* [Instructions to follow]: Could you reproduce, word for word, the part of the text on obstructive lung cancer that opens with the words containing "While oat cell" and closes with "in my experience."?

While oat cell carcinomas also have a
central distribution, they less often cause obstructive problems. In any case, obstruction is
usually manangeable with radiation and chemotherapy and seldom represents an indication for
laser ablation in my experience.
External beam radiation therapy is presently the first line therapy of obstructive lung cancer. It has a high incidence of success, but it also
has a number of disadvantages. It cannot
treat, in an urgent fashion, severe respiratory failure 2nd to obstruction. Swelling of tumor can temporarily
exaccerbate obstruction on initiation of treatment in some cases. Retreatment with radiation therapy is usually not
feasible. While most cancers with central obstruction are unresectable at presentation,
occasionally, slow growing carcinomas or bronchial adenomas can be resected by
pneumonectomy or sleeve resections. Occasionally cryotherapy, balloon dilatation and forceps
debulking can be efficatious. Again, I can find no good statistics regarding the % of successful
reopening of bronchi by radiation therapy. In my personal experience, would estimate 60-70%
Recurrence and reobstruction is common. Management of radioresistant obstruction, recurrent
obtruction after rorx and acute obstruction that will not allow time for radiation effect were difficult
problems before the introduction of laser bronchoscopy by Dumon. Such obstructions can be
removed piecemeal with a rigid bronchoscope and forceps as detailed in a large series recently
reported by Grillo et. al from Massachusetts General Hospital. Such forceps removal is, in my experience, a hazardous
proceedure, during which, bleeding can become a major problem. Even a small amount of clot can close the
residual lumen and result in asphyxiation.
There is nothing mystical about laser bronchoscopy.
The laser is merely an adjunctive tool that permits the ablation of tumor or scar tissue under
controlled circumstances with a minimum of bleeding.
L.A.S.E.R.

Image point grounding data
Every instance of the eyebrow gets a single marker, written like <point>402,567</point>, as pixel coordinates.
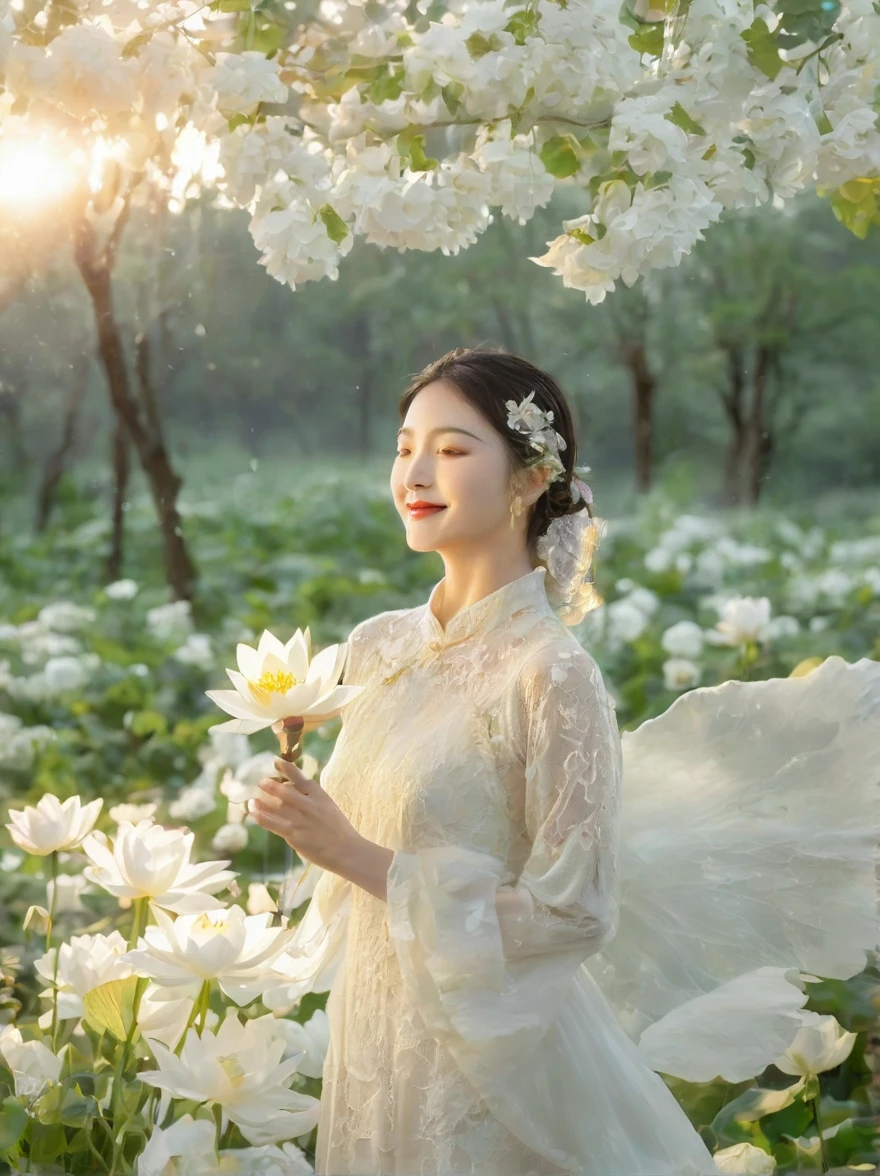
<point>442,428</point>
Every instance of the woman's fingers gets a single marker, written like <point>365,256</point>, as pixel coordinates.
<point>273,823</point>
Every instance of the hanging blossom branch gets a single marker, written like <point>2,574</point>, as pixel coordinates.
<point>410,133</point>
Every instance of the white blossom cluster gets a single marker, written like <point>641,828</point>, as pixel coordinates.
<point>408,133</point>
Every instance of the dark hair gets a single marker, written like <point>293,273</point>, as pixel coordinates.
<point>487,378</point>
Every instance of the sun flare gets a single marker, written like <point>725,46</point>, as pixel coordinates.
<point>35,174</point>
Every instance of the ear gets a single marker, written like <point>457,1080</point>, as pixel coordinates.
<point>535,479</point>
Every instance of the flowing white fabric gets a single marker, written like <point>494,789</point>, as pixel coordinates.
<point>484,1020</point>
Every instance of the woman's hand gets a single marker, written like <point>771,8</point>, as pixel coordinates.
<point>299,810</point>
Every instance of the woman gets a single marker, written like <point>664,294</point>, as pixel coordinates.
<point>468,826</point>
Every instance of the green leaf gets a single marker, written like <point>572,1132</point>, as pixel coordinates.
<point>650,39</point>
<point>824,124</point>
<point>452,95</point>
<point>762,52</point>
<point>77,1108</point>
<point>753,1104</point>
<point>680,118</point>
<point>560,155</point>
<point>412,147</point>
<point>13,1121</point>
<point>387,86</point>
<point>337,228</point>
<point>579,234</point>
<point>855,205</point>
<point>478,45</point>
<point>522,25</point>
<point>110,1007</point>
<point>48,1144</point>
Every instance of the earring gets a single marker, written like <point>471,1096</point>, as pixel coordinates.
<point>515,510</point>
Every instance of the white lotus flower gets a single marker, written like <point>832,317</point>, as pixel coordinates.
<point>745,1160</point>
<point>146,861</point>
<point>311,1040</point>
<point>32,1063</point>
<point>270,1160</point>
<point>259,900</point>
<point>227,946</point>
<point>821,1043</point>
<point>164,1015</point>
<point>52,824</point>
<point>239,1068</point>
<point>85,963</point>
<point>275,681</point>
<point>244,784</point>
<point>744,619</point>
<point>188,1138</point>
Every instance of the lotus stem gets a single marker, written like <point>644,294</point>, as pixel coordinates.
<point>53,864</point>
<point>290,737</point>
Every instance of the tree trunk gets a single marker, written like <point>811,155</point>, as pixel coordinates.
<point>150,445</point>
<point>760,442</point>
<point>633,354</point>
<point>58,460</point>
<point>11,413</point>
<point>121,469</point>
<point>738,445</point>
<point>360,328</point>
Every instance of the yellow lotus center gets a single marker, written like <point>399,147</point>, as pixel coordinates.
<point>207,924</point>
<point>278,682</point>
<point>233,1068</point>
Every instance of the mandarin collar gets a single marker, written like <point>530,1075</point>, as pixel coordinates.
<point>487,613</point>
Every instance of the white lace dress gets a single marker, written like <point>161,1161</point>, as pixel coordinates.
<point>468,1034</point>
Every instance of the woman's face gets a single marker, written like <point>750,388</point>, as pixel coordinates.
<point>465,469</point>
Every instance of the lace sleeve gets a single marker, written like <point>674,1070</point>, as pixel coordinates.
<point>488,966</point>
<point>566,895</point>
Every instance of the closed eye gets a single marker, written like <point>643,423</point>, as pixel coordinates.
<point>454,452</point>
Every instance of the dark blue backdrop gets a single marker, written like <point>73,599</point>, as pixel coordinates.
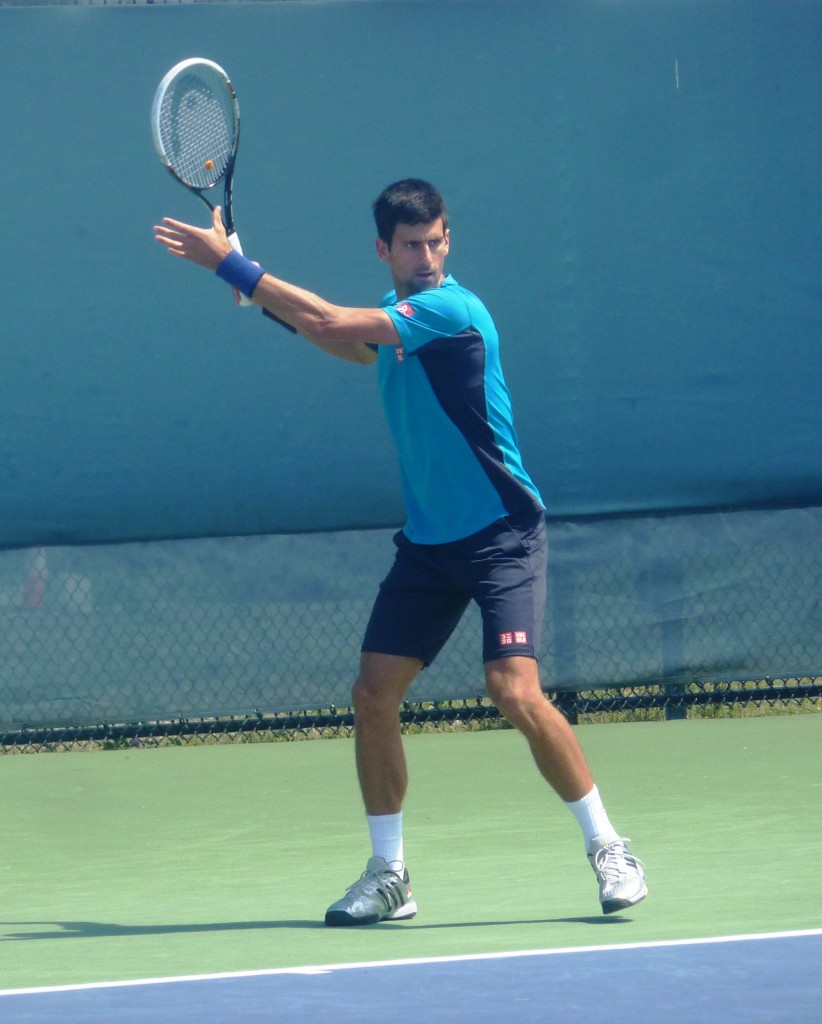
<point>634,192</point>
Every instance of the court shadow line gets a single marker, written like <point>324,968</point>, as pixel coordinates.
<point>96,929</point>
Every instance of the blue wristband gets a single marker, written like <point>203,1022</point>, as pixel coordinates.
<point>241,273</point>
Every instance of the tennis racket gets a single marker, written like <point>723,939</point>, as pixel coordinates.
<point>196,127</point>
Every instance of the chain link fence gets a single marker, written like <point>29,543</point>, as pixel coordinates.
<point>243,637</point>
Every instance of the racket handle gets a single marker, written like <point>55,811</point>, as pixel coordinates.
<point>233,242</point>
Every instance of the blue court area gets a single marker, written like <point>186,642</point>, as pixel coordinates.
<point>765,978</point>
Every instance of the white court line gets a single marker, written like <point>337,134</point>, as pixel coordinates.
<point>329,968</point>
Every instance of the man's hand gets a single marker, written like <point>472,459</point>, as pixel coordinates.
<point>205,246</point>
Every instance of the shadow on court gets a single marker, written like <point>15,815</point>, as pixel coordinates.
<point>100,930</point>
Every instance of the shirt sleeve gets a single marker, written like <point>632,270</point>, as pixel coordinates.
<point>428,316</point>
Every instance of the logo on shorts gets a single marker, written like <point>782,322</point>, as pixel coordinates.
<point>510,639</point>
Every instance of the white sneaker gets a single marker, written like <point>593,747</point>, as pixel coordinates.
<point>620,875</point>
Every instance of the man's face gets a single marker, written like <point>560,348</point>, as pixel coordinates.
<point>416,256</point>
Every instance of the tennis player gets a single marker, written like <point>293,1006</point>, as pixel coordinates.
<point>475,528</point>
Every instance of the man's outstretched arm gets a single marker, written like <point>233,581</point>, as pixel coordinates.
<point>345,332</point>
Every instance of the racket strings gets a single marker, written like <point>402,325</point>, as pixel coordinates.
<point>199,130</point>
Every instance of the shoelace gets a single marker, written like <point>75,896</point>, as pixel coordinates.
<point>612,861</point>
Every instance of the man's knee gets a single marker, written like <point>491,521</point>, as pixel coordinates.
<point>382,683</point>
<point>513,685</point>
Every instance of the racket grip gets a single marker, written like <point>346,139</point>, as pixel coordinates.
<point>233,242</point>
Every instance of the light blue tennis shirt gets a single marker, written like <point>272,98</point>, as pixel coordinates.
<point>449,413</point>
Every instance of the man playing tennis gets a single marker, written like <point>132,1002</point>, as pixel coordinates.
<point>475,528</point>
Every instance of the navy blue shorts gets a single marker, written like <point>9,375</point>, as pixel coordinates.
<point>429,587</point>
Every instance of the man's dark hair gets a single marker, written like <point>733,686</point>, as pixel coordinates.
<point>408,202</point>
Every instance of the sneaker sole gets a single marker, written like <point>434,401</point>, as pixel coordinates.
<point>613,905</point>
<point>341,919</point>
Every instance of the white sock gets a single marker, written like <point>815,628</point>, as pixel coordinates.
<point>591,814</point>
<point>386,839</point>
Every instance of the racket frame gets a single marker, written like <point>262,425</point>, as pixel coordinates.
<point>227,175</point>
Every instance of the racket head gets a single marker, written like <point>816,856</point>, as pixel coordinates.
<point>196,123</point>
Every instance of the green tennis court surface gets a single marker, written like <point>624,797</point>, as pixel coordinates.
<point>189,861</point>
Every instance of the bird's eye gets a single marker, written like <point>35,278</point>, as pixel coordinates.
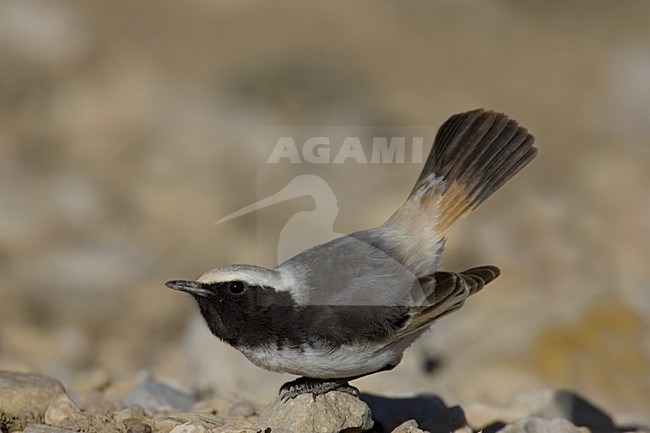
<point>236,287</point>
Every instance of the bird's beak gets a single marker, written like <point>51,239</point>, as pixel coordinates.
<point>191,287</point>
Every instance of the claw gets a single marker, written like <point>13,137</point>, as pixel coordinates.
<point>315,387</point>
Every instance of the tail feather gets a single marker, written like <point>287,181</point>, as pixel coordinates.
<point>474,153</point>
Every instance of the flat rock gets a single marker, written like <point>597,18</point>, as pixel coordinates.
<point>333,412</point>
<point>43,428</point>
<point>535,424</point>
<point>410,426</point>
<point>24,398</point>
<point>190,427</point>
<point>65,414</point>
<point>156,396</point>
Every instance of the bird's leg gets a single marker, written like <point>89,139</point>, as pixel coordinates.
<point>315,387</point>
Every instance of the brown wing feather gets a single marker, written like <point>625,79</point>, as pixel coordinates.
<point>446,292</point>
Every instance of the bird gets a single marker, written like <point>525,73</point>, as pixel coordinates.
<point>350,307</point>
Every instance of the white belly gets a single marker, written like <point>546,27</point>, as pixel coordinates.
<point>325,363</point>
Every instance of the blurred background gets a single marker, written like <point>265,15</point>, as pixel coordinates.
<point>128,128</point>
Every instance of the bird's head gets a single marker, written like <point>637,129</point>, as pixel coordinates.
<point>230,296</point>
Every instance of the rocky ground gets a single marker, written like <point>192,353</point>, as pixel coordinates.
<point>128,128</point>
<point>34,403</point>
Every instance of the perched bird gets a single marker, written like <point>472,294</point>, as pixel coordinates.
<point>350,307</point>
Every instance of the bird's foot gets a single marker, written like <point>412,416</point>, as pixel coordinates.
<point>315,387</point>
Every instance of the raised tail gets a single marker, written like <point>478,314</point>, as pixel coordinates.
<point>473,155</point>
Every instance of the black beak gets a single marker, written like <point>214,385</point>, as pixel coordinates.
<point>191,287</point>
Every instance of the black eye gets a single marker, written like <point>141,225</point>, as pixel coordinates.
<point>236,287</point>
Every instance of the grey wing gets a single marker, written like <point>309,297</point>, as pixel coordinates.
<point>445,293</point>
<point>352,270</point>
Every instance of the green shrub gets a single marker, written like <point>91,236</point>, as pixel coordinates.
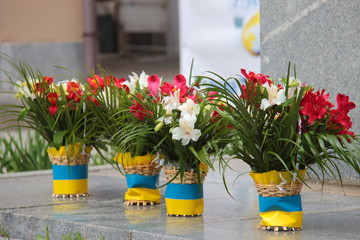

* [Output below]:
While oat cell carcinomas also have a
central distribution, they less often cause obstructive problems. In any case, obstruction is
usually manangeable with radiation and chemotherapy and seldom represents an indication for
laser ablation in my experience.